**Problem statement**
For each line in the data below, write an exact copy.

**Data provided**
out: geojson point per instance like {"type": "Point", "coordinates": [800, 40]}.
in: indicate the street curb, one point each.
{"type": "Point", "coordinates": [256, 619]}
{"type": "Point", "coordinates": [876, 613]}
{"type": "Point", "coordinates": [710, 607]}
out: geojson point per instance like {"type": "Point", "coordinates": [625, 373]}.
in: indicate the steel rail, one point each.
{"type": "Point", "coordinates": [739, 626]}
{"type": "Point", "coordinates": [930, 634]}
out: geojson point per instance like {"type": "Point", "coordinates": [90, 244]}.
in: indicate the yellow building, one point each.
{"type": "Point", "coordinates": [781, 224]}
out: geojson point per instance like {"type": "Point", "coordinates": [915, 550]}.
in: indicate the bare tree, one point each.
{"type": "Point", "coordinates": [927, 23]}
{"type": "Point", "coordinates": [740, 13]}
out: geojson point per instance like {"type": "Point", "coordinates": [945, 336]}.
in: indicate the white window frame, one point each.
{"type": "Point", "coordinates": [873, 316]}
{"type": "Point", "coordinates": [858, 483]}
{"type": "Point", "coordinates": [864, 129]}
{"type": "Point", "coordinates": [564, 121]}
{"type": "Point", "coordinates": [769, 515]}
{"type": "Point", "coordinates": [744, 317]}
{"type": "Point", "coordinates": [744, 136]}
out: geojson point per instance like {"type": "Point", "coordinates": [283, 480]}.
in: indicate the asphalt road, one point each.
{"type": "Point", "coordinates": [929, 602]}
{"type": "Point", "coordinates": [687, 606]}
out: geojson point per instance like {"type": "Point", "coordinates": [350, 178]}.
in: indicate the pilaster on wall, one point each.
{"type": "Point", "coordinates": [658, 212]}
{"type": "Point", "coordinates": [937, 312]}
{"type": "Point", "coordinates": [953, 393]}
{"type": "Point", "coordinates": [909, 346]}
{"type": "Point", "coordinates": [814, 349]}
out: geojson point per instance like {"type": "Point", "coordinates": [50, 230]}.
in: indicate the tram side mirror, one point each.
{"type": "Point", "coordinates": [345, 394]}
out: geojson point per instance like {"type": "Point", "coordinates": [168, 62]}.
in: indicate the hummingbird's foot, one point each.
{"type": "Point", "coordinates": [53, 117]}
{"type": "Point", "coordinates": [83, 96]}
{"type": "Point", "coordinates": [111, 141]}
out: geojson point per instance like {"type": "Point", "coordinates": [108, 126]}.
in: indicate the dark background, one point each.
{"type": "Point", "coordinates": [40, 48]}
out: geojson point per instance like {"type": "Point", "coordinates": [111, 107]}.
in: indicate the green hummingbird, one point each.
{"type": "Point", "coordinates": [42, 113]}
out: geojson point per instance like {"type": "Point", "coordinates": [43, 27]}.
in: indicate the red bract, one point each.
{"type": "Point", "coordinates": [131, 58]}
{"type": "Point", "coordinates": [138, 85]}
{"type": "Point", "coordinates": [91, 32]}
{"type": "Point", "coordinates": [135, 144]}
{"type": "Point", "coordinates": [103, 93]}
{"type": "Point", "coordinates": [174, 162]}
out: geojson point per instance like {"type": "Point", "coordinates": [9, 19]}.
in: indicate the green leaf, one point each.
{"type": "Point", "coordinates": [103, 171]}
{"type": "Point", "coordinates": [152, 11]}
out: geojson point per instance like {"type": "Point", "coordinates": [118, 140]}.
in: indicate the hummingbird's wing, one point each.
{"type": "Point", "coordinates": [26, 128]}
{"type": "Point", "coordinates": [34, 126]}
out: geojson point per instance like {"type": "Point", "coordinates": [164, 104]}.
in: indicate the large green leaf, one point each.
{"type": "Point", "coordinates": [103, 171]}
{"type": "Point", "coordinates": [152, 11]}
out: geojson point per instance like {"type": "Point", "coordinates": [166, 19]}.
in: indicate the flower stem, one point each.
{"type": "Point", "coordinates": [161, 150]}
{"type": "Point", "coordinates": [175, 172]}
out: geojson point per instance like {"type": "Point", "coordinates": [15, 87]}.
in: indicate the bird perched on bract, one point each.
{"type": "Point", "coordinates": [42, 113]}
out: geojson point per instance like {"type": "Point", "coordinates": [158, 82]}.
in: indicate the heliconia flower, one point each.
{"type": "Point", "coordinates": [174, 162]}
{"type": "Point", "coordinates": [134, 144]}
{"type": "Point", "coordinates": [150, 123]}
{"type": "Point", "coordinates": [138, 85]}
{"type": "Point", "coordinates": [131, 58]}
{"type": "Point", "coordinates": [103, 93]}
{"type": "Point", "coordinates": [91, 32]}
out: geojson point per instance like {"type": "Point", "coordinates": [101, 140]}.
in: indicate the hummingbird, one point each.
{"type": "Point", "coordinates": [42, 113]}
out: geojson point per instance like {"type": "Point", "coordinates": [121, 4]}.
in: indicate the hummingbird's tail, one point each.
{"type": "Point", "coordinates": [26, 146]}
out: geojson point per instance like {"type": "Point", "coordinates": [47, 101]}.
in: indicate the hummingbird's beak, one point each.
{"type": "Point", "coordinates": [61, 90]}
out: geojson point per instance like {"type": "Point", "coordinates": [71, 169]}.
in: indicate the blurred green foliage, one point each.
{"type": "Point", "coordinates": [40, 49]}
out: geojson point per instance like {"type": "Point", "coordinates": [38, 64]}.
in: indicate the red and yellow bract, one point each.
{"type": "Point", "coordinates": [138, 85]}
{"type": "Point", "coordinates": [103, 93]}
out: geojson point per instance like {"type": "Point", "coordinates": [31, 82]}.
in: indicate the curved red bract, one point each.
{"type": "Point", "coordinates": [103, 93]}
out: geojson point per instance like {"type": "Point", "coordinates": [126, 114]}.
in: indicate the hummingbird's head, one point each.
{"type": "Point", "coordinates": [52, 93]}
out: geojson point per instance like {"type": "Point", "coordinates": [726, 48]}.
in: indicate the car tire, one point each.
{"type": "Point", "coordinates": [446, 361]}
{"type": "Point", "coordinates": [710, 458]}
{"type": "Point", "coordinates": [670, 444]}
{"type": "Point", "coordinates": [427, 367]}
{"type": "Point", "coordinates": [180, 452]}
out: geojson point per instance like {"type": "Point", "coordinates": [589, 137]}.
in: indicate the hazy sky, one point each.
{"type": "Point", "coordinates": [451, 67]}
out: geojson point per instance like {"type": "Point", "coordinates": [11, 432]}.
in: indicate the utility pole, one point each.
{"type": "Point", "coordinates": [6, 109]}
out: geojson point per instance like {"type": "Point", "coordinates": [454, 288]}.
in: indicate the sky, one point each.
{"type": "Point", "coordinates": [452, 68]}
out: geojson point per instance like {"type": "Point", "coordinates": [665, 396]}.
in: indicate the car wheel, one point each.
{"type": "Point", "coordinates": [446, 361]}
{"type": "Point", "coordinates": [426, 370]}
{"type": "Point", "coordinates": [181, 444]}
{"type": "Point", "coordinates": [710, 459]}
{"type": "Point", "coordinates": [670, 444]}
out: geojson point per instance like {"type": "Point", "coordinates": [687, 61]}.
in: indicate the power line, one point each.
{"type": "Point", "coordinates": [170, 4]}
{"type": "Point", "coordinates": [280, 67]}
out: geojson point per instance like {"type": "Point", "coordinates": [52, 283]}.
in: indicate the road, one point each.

**Answer**
out: geojson point per instance like {"type": "Point", "coordinates": [800, 40]}.
in: indicate the street curb, one point each.
{"type": "Point", "coordinates": [256, 619]}
{"type": "Point", "coordinates": [876, 613]}
{"type": "Point", "coordinates": [710, 607]}
out: geojson point per instance like {"type": "Point", "coordinates": [625, 373]}.
in: indicate the steel rail, one point each.
{"type": "Point", "coordinates": [739, 626]}
{"type": "Point", "coordinates": [930, 634]}
out: geojson point per instance like {"type": "Point", "coordinates": [90, 244]}.
in: indicate the yellow building, one point each.
{"type": "Point", "coordinates": [781, 224]}
out: geojson point per instance like {"type": "Point", "coordinates": [915, 550]}.
in: indicate the bare tree, one point each.
{"type": "Point", "coordinates": [927, 23]}
{"type": "Point", "coordinates": [740, 13]}
out: geojson point per instance like {"type": "Point", "coordinates": [945, 336]}.
in: indicate the white window frame, one point each.
{"type": "Point", "coordinates": [873, 316]}
{"type": "Point", "coordinates": [858, 483]}
{"type": "Point", "coordinates": [864, 129]}
{"type": "Point", "coordinates": [564, 121]}
{"type": "Point", "coordinates": [769, 515]}
{"type": "Point", "coordinates": [744, 317]}
{"type": "Point", "coordinates": [744, 136]}
out: geojson point per instance like {"type": "Point", "coordinates": [283, 480]}.
in: indicate the asphalt road, one point each.
{"type": "Point", "coordinates": [929, 602]}
{"type": "Point", "coordinates": [687, 606]}
out: geojson point per instance like {"type": "Point", "coordinates": [350, 178]}.
in: indicate the pilaster on wall, one point each.
{"type": "Point", "coordinates": [658, 212]}
{"type": "Point", "coordinates": [937, 312]}
{"type": "Point", "coordinates": [953, 393]}
{"type": "Point", "coordinates": [909, 346]}
{"type": "Point", "coordinates": [814, 349]}
out: geojson point per instance like {"type": "Point", "coordinates": [50, 230]}.
in: indicate the tram side mirror, one point each.
{"type": "Point", "coordinates": [345, 394]}
out: geojson point per instance like {"type": "Point", "coordinates": [168, 62]}.
in: indicate the hummingbird's foot, one point each.
{"type": "Point", "coordinates": [53, 117]}
{"type": "Point", "coordinates": [83, 96]}
{"type": "Point", "coordinates": [111, 141]}
out: geojson point per instance like {"type": "Point", "coordinates": [108, 126]}.
in: indicate the dark background, one point each.
{"type": "Point", "coordinates": [40, 48]}
out: geojson point per instance like {"type": "Point", "coordinates": [111, 107]}.
in: indicate the green hummingbird, one point each.
{"type": "Point", "coordinates": [42, 113]}
out: geojson point per instance like {"type": "Point", "coordinates": [43, 27]}.
in: indicate the red bract, one point each.
{"type": "Point", "coordinates": [131, 58]}
{"type": "Point", "coordinates": [138, 85]}
{"type": "Point", "coordinates": [91, 32]}
{"type": "Point", "coordinates": [135, 144]}
{"type": "Point", "coordinates": [103, 93]}
{"type": "Point", "coordinates": [174, 162]}
out: geojson point per instance like {"type": "Point", "coordinates": [9, 19]}.
in: indicate the green leaf, one point each.
{"type": "Point", "coordinates": [103, 171]}
{"type": "Point", "coordinates": [152, 11]}
out: geojson point per instance like {"type": "Point", "coordinates": [118, 140]}.
in: indicate the hummingbird's wing, one point each.
{"type": "Point", "coordinates": [26, 128]}
{"type": "Point", "coordinates": [34, 126]}
out: geojson point per instance like {"type": "Point", "coordinates": [164, 104]}.
in: indicate the large green leaf, one point each.
{"type": "Point", "coordinates": [103, 171]}
{"type": "Point", "coordinates": [152, 11]}
out: geojson point per instance like {"type": "Point", "coordinates": [166, 19]}.
in: indicate the flower stem, one point each.
{"type": "Point", "coordinates": [161, 150]}
{"type": "Point", "coordinates": [175, 172]}
out: geojson point per instance like {"type": "Point", "coordinates": [15, 87]}.
in: indicate the bird perched on bract, one point each.
{"type": "Point", "coordinates": [42, 113]}
out: geojson point per instance like {"type": "Point", "coordinates": [158, 82]}.
in: indicate the heliconia flower, one point each.
{"type": "Point", "coordinates": [174, 162]}
{"type": "Point", "coordinates": [134, 144]}
{"type": "Point", "coordinates": [150, 123]}
{"type": "Point", "coordinates": [138, 85]}
{"type": "Point", "coordinates": [131, 58]}
{"type": "Point", "coordinates": [103, 93]}
{"type": "Point", "coordinates": [91, 32]}
out: geojson point per instance like {"type": "Point", "coordinates": [101, 140]}.
in: indicate the hummingbird, one point each.
{"type": "Point", "coordinates": [42, 113]}
out: geojson point per instance like {"type": "Point", "coordinates": [121, 4]}.
in: indicate the hummingbird's tail, one point each.
{"type": "Point", "coordinates": [26, 146]}
out: geojson point per instance like {"type": "Point", "coordinates": [47, 101]}.
in: indicate the hummingbird's beak, one point each.
{"type": "Point", "coordinates": [61, 90]}
out: geojson point per instance like {"type": "Point", "coordinates": [71, 169]}.
in: indicate the blurred green foliage, one point each.
{"type": "Point", "coordinates": [40, 49]}
out: geojson point per instance like {"type": "Point", "coordinates": [38, 64]}.
in: indicate the red and yellow bract, one point each.
{"type": "Point", "coordinates": [138, 85]}
{"type": "Point", "coordinates": [103, 93]}
out: geojson point per instance like {"type": "Point", "coordinates": [31, 82]}.
in: indicate the curved red bract, one point each.
{"type": "Point", "coordinates": [103, 93]}
out: geojson point per instance like {"type": "Point", "coordinates": [126, 114]}.
in: indicate the hummingbird's head, one point each.
{"type": "Point", "coordinates": [52, 93]}
out: geojson point per instance like {"type": "Point", "coordinates": [726, 48]}.
in: indicate the car tire, one point each.
{"type": "Point", "coordinates": [446, 361]}
{"type": "Point", "coordinates": [710, 458]}
{"type": "Point", "coordinates": [670, 444]}
{"type": "Point", "coordinates": [427, 367]}
{"type": "Point", "coordinates": [180, 452]}
out: geojson point per instance like {"type": "Point", "coordinates": [589, 137]}.
in: indicate the hazy sky, one point each.
{"type": "Point", "coordinates": [451, 67]}
out: geojson point per instance like {"type": "Point", "coordinates": [11, 432]}.
in: indicate the utility pole, one point each.
{"type": "Point", "coordinates": [6, 109]}
out: geojson point per instance like {"type": "Point", "coordinates": [454, 288]}.
in: indicate the sky, one point each.
{"type": "Point", "coordinates": [452, 68]}
out: geojson point per instance like {"type": "Point", "coordinates": [665, 396]}.
in: indicate the car wheel, one point each.
{"type": "Point", "coordinates": [446, 361]}
{"type": "Point", "coordinates": [426, 370]}
{"type": "Point", "coordinates": [181, 444]}
{"type": "Point", "coordinates": [710, 459]}
{"type": "Point", "coordinates": [670, 444]}
out: geojson point per instance like {"type": "Point", "coordinates": [687, 61]}.
in: indicate the power line, one point each.
{"type": "Point", "coordinates": [170, 4]}
{"type": "Point", "coordinates": [280, 67]}
out: geojson point per instance like {"type": "Point", "coordinates": [52, 283]}.
in: indicate the road, one point each.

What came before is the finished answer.